Insurance industry probe
DDA to be extended
Insurance industry probe
An investigation has begun into claims that insurance companies have discriminated against people because of their genetic make-up.
As reported by ABC News, in the first investigation of its type in the world, the Federal Government-funded Genetic Discrimination Project (GDP) is investigating around 100 claims of unfair and negative treatment of people who have had predictive genetic tests, mainly involving life insurance companies.
The team is investigating claims that some people have been discriminated against after genetic testing for a gene linked to a specific disease, despite the fact that they did not yet have the condition.
Dr Sandra Taylor a GDP Team member says that around 47 per cent of 1,185 people surveyed say they have been disadvantaged as a result of tests for conditions ranging from Huntington’s disease and haemochromatosis to ovarian and breast cancer.
Of these 438 or so people, around 87 provided specific incidents of negative treatment, from insurance companies, doctors, employers and family members.
Dr Taylor says around 15 per cent of people surveyed say they have avoided applying for life insurance because they had been advised they would be unsuccessful given their test result.
DDA to be extended
The Federal Government is planning legislation that will extend the Disability Discrimination Act (DDA) to include genetic predispositions in order to protect people with disability from discrimination on the grounds that they will be unable to perform the inherent requirements of a job in the future. This was announced as part of the government’s response to an Australian Law Reform Commission and Australian Health Ethics Committee report Essentially Yours: The Protection of Human Genetic Information in Australia.
---
- **Work order 1**: Return, word for word, the part of the article on genetic discrimination that opens with the words containing "The team is" and closes with "and family members.".
- **Work order 2**: Write the next part of the article on genetic discrimination, starting after its last sentence.
The lines that come next are separate from the article on genetic discrimination.
---
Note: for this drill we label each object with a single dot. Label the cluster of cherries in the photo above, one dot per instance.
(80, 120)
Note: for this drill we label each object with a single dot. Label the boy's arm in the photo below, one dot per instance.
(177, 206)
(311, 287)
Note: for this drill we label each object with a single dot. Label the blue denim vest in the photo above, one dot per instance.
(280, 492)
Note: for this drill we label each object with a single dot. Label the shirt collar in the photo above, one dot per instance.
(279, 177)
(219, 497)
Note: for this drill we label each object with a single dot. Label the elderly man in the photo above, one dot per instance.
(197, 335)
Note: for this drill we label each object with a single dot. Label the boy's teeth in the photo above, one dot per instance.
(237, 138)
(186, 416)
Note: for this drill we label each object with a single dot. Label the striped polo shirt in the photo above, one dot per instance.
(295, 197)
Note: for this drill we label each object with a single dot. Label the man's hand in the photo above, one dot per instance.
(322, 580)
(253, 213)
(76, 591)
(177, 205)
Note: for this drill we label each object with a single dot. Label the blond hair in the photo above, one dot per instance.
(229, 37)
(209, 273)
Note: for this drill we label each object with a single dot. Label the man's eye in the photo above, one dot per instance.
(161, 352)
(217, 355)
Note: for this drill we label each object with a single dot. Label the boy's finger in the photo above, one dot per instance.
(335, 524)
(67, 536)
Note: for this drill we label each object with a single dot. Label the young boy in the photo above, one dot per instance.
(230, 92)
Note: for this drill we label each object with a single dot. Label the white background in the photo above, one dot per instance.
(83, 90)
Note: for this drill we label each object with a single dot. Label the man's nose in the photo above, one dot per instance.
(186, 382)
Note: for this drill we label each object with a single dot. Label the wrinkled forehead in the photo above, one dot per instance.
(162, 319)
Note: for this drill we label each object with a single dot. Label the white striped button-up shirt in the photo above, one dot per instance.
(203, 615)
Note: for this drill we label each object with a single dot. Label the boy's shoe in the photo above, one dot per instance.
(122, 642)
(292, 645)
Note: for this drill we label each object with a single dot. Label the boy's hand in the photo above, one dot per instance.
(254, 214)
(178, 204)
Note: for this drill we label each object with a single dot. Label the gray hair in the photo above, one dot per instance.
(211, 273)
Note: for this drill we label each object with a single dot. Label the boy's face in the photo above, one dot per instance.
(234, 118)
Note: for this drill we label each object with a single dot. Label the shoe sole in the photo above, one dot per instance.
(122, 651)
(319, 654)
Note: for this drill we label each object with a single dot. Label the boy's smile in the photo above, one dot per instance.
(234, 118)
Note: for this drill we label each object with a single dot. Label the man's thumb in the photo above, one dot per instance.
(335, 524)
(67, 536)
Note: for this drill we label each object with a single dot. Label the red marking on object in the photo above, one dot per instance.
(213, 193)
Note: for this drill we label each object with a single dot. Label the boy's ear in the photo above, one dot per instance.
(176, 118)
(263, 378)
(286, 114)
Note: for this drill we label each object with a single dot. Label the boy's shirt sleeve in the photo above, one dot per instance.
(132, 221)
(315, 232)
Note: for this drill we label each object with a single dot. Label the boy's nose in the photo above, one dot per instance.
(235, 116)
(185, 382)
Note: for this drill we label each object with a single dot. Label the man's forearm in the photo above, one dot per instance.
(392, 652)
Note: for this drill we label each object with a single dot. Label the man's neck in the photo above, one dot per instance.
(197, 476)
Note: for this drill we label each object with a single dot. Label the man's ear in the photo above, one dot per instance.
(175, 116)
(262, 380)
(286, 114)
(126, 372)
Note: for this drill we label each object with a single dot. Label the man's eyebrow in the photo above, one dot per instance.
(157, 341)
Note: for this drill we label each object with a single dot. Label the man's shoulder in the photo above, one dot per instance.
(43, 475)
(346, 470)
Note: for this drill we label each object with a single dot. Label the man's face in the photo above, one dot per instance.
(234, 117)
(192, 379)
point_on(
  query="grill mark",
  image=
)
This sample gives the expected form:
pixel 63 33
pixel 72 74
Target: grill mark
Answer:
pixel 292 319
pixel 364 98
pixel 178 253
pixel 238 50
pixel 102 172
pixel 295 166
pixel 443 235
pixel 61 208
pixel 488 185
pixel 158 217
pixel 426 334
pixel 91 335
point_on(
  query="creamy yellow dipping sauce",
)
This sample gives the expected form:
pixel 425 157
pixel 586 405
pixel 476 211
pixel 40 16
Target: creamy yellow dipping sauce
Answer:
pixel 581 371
---
- **Response 1**:
The team is investigating claims that some people have been discriminated against after genetic testing for a gene linked to a specific disease, despite the fact that they did not yet have the condition.
Dr Sandra Taylor a GDP Team member says that around 47 per cent of 1,185 people surveyed say they have been disadvantaged as a result of tests for conditions ranging from Huntington’s disease and haemochromatosis to ovarian and breast cancer.
Of these 438 or so people, around 87 provided specific incidents of negative treatment, from insurance companies, doctors, employers and family members.

- **Response 2**:
The legislation – expected to be drafted in 2006 – will also ban employers from requiring genetic and other information on a person’s disability unless it is ‘reasonably required for a purpose that does not involve unlawful discrimination,’ said the response released in December 2005 by Attorney-General Philip Ruddock and Health Minister Tony Abbott.
The ‘inherent requirements’ defence will also be extended in the DDA. It will include all stages of employment, from hiring to dismissal, to ‘allow employers more flexibility to make alternative working arrangements if they employ a person who later becomes unable to perform the inherent requirements of the job. This is intended to minimise concerns about employing a person who may in the future become unable to perform the inherent requirements,’ the response said.
The government intends to establish a genetic testing advisory committee as part of the National Health and Medical Research Council. The new body – funded with $7.6 million over four years from 2005-6 – will help develop policy affecting genetic privacy rights, ethics and discrimination in employment, the insurance industry, medicine, immigration and the justice system.